### Problems to work on
a) Answer these about the costs endorsement:
(i) Which justice heard the matter?
(ii) On what date was the judgment certifying the action released?
(iii) Who acted as counsel for the Plaintiffs?
b) Reproduce word for word the part of the costs endorsement between "HEARD: Costs submissions" and "submissions on costs.", inclusive.

### Page text

════════════════════

Court File and Parties
COURT FILE NO.: CV-16-553833-00CP DATE: 20200619 SUPERIOR COURT OF JUSTICE - ONTARIO
RE: Matthew Kirsh and Gayle Kirsh, Plaintiffs – AND – Bristol-Myers Squibb, Bristol-Myers Squibb Canada Co./La Société Bristol-Myers Squibb, Otsuka Pharmaceutical Co, Ltd., Otsuka Canada Pharmaceutical Inc., Otsuka America Pharmaceutical, Inc., Otsuka America, Inc., Otsuka Maryland Medicinal Laboratories, Inc., and Otsuka Pharmaceutical Development & Commercialization, Inc., H. Lundbeck A/S, and Lundbeck Canada Inc., Defendants
BEFORE: Justice E.M. Morgan
COUNSEL: Joel Rochon and Golnaz Nayerahmadi, for the Plaintiffs Gordon McKee, Robin Linley, Justin Manoryk, and Natasha Lombardi, for the Defendant, Bristol-Myers Squibb Canada Co./La Société Bristol-Myers Squibb Randy Sutton and Erika Anschuetz, for the Defendant, Otsuka Canada Pharmaceutical Frank McLaughlin, Dorothy Charach, and Brandon Kain, for the Defendants, H. Lundbeck A/S and Lundbeck Canada Inc.
HEARD: Costs submissions in writing
COSTS ENDORSEMENT
[1] On March 13, 2020, I released my judgment certifying this action under the Class Proceedings Act, 1992, and dismissing a motion by two of the Defendants, Bristol-Myers Squibb Canada Co./La Société Bristol-Myers Squibb (“Bristol-Myers”) and Otsuka Canada Pharmaceutical (“Otsuka”), for a stay of proceedings. All counsel have now provided me with submissions on costs.

════════════════════

### Data listing
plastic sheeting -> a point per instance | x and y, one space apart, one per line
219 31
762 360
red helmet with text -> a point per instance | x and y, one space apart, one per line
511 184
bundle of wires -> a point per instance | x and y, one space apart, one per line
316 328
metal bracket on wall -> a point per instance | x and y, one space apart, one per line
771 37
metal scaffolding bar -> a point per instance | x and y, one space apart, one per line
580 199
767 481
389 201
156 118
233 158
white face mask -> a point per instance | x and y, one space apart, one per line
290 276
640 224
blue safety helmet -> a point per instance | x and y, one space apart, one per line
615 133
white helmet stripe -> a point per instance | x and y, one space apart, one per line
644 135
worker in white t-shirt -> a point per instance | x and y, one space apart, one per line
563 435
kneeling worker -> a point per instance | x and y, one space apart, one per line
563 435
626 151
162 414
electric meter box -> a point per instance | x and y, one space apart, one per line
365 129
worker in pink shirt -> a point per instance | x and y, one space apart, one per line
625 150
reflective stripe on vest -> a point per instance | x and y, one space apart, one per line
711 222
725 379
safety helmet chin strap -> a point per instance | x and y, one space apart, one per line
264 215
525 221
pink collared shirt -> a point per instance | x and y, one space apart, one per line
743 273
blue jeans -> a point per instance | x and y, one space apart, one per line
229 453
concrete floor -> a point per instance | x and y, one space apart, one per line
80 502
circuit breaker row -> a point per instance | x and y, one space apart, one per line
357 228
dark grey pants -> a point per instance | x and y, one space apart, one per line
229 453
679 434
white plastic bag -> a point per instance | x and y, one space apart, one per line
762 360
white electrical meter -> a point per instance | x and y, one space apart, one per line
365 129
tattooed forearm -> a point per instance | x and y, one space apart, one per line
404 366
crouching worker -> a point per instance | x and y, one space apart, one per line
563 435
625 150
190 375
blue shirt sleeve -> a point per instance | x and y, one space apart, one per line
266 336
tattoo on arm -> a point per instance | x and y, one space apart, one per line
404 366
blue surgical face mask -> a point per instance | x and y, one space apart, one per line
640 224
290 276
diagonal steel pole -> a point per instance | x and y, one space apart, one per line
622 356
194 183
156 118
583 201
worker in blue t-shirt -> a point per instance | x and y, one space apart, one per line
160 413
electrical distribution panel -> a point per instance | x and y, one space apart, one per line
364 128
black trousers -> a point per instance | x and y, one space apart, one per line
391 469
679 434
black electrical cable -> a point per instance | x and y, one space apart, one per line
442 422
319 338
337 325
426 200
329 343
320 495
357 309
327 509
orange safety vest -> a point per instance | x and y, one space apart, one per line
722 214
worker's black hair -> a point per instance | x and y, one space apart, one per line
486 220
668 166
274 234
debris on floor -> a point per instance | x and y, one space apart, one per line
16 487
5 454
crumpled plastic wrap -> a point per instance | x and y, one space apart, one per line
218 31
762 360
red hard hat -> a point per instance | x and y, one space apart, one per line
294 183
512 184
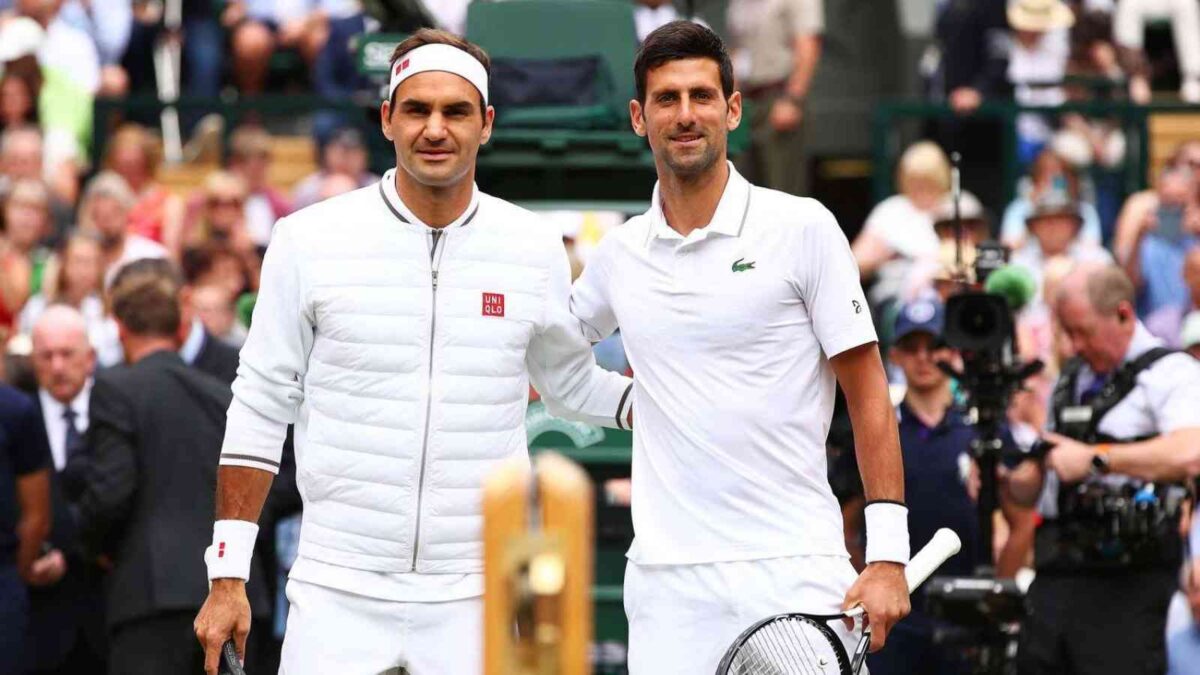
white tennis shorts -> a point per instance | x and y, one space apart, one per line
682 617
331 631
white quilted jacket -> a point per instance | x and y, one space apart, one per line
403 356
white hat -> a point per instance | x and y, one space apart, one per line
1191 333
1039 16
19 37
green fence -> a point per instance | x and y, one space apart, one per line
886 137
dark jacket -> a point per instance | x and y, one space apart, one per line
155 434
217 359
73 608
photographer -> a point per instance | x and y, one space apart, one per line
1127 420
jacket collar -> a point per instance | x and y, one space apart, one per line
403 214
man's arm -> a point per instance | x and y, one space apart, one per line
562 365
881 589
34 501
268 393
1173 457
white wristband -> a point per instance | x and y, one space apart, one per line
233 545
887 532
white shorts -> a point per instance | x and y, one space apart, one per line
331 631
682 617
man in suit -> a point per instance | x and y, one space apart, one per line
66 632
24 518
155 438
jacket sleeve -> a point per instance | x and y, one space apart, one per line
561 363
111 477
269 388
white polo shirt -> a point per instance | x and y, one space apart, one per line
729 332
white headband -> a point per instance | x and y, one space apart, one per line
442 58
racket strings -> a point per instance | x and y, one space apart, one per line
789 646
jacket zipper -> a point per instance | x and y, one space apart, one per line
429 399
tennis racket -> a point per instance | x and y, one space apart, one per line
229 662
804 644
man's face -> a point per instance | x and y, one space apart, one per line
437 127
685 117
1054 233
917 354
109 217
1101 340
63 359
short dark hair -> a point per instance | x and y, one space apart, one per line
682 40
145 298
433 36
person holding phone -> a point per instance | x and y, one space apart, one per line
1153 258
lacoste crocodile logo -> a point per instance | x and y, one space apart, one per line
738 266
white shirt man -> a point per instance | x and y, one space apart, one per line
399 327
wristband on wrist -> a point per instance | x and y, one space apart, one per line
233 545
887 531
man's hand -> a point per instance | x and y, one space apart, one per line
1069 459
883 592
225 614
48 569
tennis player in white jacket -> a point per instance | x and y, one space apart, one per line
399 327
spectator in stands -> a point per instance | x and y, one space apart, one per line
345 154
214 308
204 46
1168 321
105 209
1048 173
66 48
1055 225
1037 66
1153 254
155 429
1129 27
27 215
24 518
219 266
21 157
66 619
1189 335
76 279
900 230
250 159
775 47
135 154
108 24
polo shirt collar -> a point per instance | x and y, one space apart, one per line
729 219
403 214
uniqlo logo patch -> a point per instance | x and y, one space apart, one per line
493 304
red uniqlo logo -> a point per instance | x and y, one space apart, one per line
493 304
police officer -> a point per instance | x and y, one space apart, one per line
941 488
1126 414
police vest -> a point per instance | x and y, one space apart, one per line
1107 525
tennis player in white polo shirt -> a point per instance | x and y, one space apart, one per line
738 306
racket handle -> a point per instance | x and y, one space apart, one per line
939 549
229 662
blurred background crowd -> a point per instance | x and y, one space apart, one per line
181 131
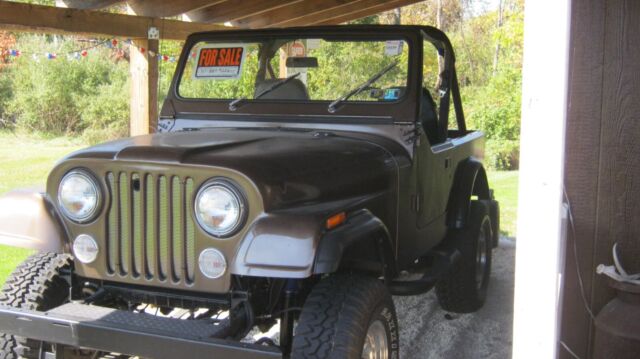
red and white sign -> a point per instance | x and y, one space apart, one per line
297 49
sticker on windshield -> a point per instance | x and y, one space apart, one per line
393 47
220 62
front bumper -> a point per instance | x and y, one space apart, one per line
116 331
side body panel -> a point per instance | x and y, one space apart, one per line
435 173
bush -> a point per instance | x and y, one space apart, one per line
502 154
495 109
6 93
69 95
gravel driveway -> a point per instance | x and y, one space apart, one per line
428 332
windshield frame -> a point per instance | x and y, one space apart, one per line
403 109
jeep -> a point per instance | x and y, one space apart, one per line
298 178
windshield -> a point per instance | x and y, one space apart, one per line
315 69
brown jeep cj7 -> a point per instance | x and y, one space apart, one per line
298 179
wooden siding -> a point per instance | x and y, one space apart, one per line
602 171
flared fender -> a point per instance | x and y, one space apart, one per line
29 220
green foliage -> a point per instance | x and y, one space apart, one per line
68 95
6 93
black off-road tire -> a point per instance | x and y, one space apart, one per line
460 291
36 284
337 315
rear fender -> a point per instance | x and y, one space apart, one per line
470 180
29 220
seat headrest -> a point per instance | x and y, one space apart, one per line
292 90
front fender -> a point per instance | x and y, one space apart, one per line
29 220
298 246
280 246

════════════════════

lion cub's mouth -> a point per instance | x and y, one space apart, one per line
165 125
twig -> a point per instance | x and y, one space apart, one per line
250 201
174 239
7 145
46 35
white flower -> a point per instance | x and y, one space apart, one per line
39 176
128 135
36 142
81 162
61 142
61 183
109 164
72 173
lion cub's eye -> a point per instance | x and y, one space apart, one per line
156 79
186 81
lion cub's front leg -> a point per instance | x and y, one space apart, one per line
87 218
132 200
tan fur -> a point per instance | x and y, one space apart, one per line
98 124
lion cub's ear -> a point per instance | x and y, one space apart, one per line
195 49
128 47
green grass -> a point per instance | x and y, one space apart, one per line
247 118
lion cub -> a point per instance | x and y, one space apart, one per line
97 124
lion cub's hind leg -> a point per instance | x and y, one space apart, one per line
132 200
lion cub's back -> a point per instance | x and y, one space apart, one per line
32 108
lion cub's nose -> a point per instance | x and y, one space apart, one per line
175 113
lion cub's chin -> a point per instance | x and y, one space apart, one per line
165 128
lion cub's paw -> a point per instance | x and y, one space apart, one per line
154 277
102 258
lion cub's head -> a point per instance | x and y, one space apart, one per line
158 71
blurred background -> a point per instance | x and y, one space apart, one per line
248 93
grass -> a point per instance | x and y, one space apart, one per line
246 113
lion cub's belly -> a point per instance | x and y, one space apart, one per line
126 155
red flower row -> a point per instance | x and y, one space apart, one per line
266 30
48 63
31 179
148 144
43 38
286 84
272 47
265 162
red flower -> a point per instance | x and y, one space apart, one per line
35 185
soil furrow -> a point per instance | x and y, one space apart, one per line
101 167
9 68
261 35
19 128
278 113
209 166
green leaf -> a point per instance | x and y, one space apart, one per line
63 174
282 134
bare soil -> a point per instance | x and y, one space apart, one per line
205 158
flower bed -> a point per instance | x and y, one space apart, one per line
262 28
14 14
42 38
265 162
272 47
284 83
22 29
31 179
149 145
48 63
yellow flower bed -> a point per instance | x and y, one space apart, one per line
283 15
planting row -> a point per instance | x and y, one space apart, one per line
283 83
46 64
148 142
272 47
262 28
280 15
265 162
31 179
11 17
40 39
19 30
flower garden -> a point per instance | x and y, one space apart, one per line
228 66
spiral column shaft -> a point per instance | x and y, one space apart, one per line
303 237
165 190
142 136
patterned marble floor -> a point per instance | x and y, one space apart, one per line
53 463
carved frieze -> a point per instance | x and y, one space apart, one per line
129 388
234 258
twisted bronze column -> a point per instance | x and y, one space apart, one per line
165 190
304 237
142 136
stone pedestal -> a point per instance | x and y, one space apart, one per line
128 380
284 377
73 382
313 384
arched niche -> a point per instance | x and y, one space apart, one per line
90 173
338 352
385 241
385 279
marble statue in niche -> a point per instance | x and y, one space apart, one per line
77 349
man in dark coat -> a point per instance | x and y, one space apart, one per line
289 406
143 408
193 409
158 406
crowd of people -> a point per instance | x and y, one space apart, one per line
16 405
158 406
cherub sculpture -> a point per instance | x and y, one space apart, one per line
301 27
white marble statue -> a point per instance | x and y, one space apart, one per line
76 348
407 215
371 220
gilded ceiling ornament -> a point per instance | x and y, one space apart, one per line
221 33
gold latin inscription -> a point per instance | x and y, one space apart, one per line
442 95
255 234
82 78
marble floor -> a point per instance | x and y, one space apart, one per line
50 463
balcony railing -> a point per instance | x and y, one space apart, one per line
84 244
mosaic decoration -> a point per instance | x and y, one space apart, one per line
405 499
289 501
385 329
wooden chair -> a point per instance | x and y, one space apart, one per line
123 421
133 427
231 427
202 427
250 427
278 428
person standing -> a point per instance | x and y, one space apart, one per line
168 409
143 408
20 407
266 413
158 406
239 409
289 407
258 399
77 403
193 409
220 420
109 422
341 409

════════════════════

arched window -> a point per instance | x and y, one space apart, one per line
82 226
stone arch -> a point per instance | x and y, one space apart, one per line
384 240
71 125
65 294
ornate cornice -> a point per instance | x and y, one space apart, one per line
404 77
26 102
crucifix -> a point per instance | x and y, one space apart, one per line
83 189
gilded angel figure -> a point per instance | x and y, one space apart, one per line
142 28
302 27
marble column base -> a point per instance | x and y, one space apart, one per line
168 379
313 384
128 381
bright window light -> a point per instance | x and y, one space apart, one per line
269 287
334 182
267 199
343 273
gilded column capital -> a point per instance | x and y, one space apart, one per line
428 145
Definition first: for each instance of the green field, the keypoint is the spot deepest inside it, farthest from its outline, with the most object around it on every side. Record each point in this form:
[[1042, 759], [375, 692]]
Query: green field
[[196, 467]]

════════════════════

### Responses to the tasks
a)
(i) Justice E.M. Morgan
(ii) March 13, 2020
(iii) Joel Rochon and Golnaz Nayerahmadi

b)
HEARD: Costs submissions in writing
COSTS ENDORSEMENT
[1] On March 13, 2020, I released my judgment certifying this action under the Class Proceedings Act, 1992, and dismissing a motion by two of the Defendants, Bristol-Myers Squibb Canada Co./La Société Bristol-Myers Squibb (“Bristol-Myers”) and Otsuka Canada Pharmaceutical (“Otsuka”), for a stay of proceedings. All counsel have now provided me with submissions on costs.